Task instructions: When you copy the material, keep each line exactly as it appears.

————

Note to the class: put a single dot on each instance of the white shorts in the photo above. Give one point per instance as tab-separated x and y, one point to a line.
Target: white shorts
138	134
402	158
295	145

————

Task solution:
Note to the class: put a single dot on each instance of the white shorts in the photo above. Give one point per instance as tab-separated x and y, one point to a line.
Target: white shorts
138	134
402	158
295	145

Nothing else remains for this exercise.